◆ Exercise goal ◆
Will you transcribe the entries that follow, exactly and in full?
** Supplied records follows **
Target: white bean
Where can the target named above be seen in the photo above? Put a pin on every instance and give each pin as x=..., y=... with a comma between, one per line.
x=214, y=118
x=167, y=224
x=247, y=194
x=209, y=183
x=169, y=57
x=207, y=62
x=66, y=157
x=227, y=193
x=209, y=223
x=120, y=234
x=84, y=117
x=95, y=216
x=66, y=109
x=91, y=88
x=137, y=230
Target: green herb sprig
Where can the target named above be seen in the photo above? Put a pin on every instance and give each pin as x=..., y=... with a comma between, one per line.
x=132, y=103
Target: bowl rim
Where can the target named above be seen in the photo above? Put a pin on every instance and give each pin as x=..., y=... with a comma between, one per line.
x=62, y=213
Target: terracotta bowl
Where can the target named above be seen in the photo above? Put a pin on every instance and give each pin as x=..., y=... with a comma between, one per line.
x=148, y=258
** End of Supplied records **
◆ Solution ◆
Target: white bean
Where can the target named above be seen in the photo above? Put a pin on every instance and give each pin as x=..., y=... with a comma between, one per line.
x=214, y=118
x=167, y=224
x=247, y=194
x=209, y=183
x=169, y=57
x=207, y=62
x=66, y=157
x=227, y=193
x=209, y=223
x=120, y=234
x=84, y=117
x=95, y=216
x=66, y=109
x=91, y=88
x=137, y=230
Target: green herb sprig
Where can the target named above be seen in the photo above? Put a pin on every instance and give each pin as x=..., y=... with a comma between, one per line.
x=132, y=103
Target: bowl rim
Where can the target named above be seen in the photo above? Put a pin on every instance and give each pin as x=..., y=... with a comma between, one per line.
x=62, y=213
Target: terracotta bowl
Where can the target named above be seen in the photo above? Put a pin on every instance and give each pin as x=..., y=... with a comma between, one per line.
x=148, y=258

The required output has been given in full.